* **Data**
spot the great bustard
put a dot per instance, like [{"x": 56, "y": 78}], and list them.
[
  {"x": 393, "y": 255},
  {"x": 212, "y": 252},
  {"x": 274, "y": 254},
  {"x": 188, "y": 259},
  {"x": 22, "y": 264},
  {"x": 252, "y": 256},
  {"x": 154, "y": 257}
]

* **What to produce**
Please reproduce every one of the rows above verbatim, changing nothing.

* **Task output**
spot the great bustard
put a dot per instance, like [{"x": 56, "y": 78}], and list them.
[
  {"x": 393, "y": 255},
  {"x": 212, "y": 252},
  {"x": 274, "y": 254},
  {"x": 188, "y": 259},
  {"x": 22, "y": 264},
  {"x": 252, "y": 256},
  {"x": 154, "y": 257}
]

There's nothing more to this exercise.